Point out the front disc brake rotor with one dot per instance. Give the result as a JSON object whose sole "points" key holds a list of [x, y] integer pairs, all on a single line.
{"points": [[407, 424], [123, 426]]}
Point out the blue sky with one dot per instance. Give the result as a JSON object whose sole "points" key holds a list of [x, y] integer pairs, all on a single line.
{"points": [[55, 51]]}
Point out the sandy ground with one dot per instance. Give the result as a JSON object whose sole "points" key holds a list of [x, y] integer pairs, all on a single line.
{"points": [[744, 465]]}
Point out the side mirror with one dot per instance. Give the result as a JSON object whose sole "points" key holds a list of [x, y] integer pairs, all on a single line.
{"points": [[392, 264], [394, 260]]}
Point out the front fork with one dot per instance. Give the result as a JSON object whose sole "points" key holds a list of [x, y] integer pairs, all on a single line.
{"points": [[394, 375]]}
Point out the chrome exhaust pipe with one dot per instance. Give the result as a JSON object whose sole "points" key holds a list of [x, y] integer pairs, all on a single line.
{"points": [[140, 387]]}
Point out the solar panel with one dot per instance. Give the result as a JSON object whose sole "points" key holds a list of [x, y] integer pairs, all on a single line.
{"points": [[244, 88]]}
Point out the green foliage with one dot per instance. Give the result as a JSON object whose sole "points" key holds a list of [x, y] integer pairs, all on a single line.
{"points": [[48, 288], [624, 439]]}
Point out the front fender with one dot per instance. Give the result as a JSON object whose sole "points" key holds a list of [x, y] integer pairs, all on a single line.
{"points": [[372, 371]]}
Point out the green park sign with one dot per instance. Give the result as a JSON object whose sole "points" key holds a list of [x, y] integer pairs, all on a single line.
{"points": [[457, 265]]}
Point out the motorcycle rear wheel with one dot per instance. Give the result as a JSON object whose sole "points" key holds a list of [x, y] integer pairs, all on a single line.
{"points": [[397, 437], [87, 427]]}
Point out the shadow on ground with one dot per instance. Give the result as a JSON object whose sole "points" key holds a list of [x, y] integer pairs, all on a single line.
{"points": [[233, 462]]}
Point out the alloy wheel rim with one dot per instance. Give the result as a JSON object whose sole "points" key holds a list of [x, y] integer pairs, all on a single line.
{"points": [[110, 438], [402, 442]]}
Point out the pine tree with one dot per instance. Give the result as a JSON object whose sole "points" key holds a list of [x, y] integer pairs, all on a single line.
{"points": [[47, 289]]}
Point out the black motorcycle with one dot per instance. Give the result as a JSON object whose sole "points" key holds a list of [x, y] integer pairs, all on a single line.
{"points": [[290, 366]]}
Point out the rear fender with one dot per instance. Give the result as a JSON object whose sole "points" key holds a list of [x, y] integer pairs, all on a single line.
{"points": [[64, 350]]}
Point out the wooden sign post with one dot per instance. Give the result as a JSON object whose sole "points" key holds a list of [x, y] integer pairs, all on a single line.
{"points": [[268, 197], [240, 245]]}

------------------------

* [SHORT TASK] Recast the stretch of the records above, from the line containing "Point out the shadow" through the end of the records, as a numbered list with blank lines left out.

* [EXERCISE RESULT]
1. Point out the shadow on ground with one dot per instance. Give the result as a JSON object whose sole "points" key holds a list of [x, y] integer pairs, all on a single line.
2. {"points": [[233, 462]]}
3. Point out the alloy wheel rim with one dot per instance. Give the result as a JSON object whose sole "points" key holds a list of [x, y] integer pairs, all on a single line.
4. {"points": [[110, 438], [402, 442]]}
5. Point out the pine tree with one dot per instance. Give the result as a JSON object whose sole "points" key holds a list of [x, y] integer pairs, all on a single line.
6. {"points": [[47, 289]]}
7. Point out the black motorcycle with one dot per instance. Give the result as a JSON object whose sole "points" key holds a list of [x, y] integer pairs, all on a single line.
8. {"points": [[290, 366]]}
9. Point out the rear fender with one dot per instance. Give the result as a JSON object whose sole "points" key holds a list of [x, y] integer pairs, all on a single line.
10. {"points": [[64, 350]]}
11. Point out the wooden sign post with one dot per instance. Give the result as a JSON object whose sole "points" key holds a list of [x, y] integer pairs, all on a single line.
12. {"points": [[268, 197], [240, 245]]}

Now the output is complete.